### Page excerpt:

Mona Foundation is named after Mona Mahmudnizhad, an Iranian high school student who was executed in 1983 for her religious beliefs, in the Baháʼí Faith, and teaching of children classes.

Founded in 1999, Mona Foundation supports grassroots initiatives that provide education to all children, increase opportunities for women and girls, and emphasize serve e to the community. The Mona Foundation believes the key to eliminating poverty and achieving positive and sustained community transformation lies in universal education and gender equality. Mona Foundation searches the world to identify partners who share these two priorities.

== Operations ==

Mona Foundation develops long-term relationships with locally operated organizations and provides multi-year funding (six years on average).

== Projects ==

=== ADCAM, Brazil ===

The Association for Cohesive Development of the Amazon (ADCAM) started in 1985 as a small orphanage with 30 kids. Today, it offers K-12, a technical college, vocational training, a family development center and rural education programs serving over 1,000 students, and 4,400 youth, families and elderly a day. Programs include:
- A K-12 school serving more than 1000 students
- The Family Development Institute serving at risk students from the ages of 7-17
- The Vocational School offering 16 vocational training tracks
- The SAT tutorial curriculum used at 16 river schools alongside Amazon River
- An after-school program for street children serving 400 students
- A program for the disadvantaged & vulnerable elderly
- A Youth Apprenticeship program to prepare youth ages 15–24 for employment
- A program to assist juvenile offenders

=== Anis Zunúzí School, Haiti ===
The Anis Zunúzí Baháʼí School, located in Port-au-Prince, Haiti, offers K-12 education to 421 students (as of 2019), of whom 60 percent are girls. Excellent academics, music and arts and a Youth Empowerment Program are available to all students. No corporal punishment is allowed at Zunuzi.

### Written instruction 1:
Answer these about the Mona Foundation excerpt:
(a) In what year was Mona Foundation founded?
(b) How many vocational training tracks does ADCAM's Vocational School offer?
(c) What percentage of the students at the Anis Zunúzí Baháʼí School are girls?
### Written instruction 2:
Transcribe the Mona Foundation excerpt between "Mona Foundation is" and "these two priorities.", inclusive.
### Written instruction 3:
Write the next part of the Mona Foundation excerpt, picking up right after its final sentence.

### Information shown:
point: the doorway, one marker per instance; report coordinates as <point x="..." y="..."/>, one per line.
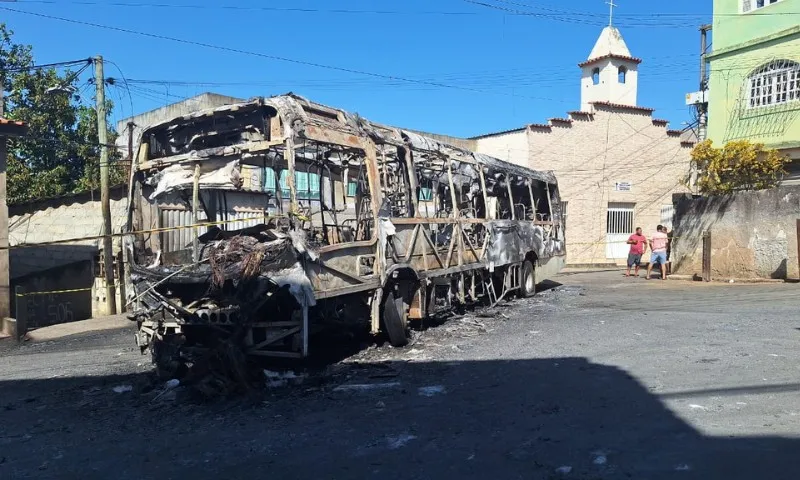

### Task response 1:
(a) 1999
(b) 16
(c) 60 percent

### Task response 2:
Mona Foundation is named after Mona Mahmudnizhad, an Iranian high school student who was executed in 1983 for her religious beliefs, in the Baháʼí Faith, and teaching of children classes.

Founded in 1999, Mona Foundation supports grassroots initiatives that provide education to all children, increase opportunities for women and girls, and emphasize serve e to the community. The Mona Foundation believes the key to eliminating poverty and achieving positive and sustained community transformation lies in universal education and gender equality. Mona Foundation searches the world to identify partners who share these two priorities.

### Task response 3:
=== Georges Marcellus, Haiti ===

Georges Marcellus quadrupled in size after 75 percent of schools in Haiti were destroyed by the earthquake of 2010. Located in Guerot, a farming community where most residents work in the fields and incomes fluctuate based on crop yields, Georges Marcellus allows students to continue coming to school even if families fail to pay the fees.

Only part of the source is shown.